▶ _YOUR INSTRUCTIONS_
Place every line of the rows below into a JSON list of strings, one string per line, and omit any blank lines.

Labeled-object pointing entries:
####################
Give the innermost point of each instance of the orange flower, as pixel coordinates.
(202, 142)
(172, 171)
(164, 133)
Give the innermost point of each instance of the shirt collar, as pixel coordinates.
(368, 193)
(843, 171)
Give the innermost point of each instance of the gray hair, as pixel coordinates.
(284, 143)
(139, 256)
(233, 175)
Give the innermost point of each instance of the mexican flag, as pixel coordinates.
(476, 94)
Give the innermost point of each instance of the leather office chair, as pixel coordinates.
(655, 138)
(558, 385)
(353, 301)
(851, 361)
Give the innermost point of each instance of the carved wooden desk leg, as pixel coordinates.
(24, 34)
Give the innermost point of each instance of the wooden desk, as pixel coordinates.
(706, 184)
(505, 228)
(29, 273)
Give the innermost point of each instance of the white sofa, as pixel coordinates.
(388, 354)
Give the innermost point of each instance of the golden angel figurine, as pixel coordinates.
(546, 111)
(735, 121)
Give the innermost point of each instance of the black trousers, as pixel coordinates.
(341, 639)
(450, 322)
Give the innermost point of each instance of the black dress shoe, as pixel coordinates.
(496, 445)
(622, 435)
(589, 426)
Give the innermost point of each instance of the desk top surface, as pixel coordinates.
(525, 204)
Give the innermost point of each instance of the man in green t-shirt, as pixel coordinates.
####################
▶ _RESPONSE TO THIS TASK_
[
  "Give the innermost point of each instance of the orange flower, as pixel coordinates.",
  "(202, 142)",
  "(172, 171)",
  "(164, 133)",
  "Give the innermost point of each instance of the shirt collar, as pixel coordinates.",
  "(368, 193)",
  "(843, 171)",
  "Give the innermost point of each instance of the gray hair, as pixel coordinates.",
  "(284, 143)",
  "(139, 256)",
  "(233, 175)",
  "Give the innermost point of each instance of the mexican flag, as pixel coordinates.",
  "(476, 94)",
  "Give the innermost point of each instance of the leather office chair, as pixel coordinates.",
  "(655, 138)",
  "(558, 385)",
  "(353, 301)",
  "(851, 361)",
  "Give the innermost point of each instance of the carved wooden desk leg, as pixel coordinates.",
  "(24, 34)",
  "Give the innermost point of each instance of the wooden desk, as pixel coordinates.",
  "(706, 184)",
  "(505, 228)",
  "(29, 273)",
  "Give the innermost point of each instance of the white sofa, as pixel coordinates.",
  "(388, 354)",
  "Give the innermost point of each instance of the golden angel figurine, as pixel coordinates.",
  "(546, 111)",
  "(735, 121)",
  "Give the innermost point of each instance of the black trousers, as pixel coordinates.",
  "(341, 639)",
  "(450, 322)",
  "Give the innermost point of each instance of the black dress shoe, as pixel coordinates.",
  "(496, 445)",
  "(622, 435)",
  "(589, 426)",
  "Give the innermost point of each instance of the desk top surface, as pixel coordinates.",
  "(525, 204)",
  "Give the innermost point of each instance of the man in green t-shirt, as pixel coordinates."
]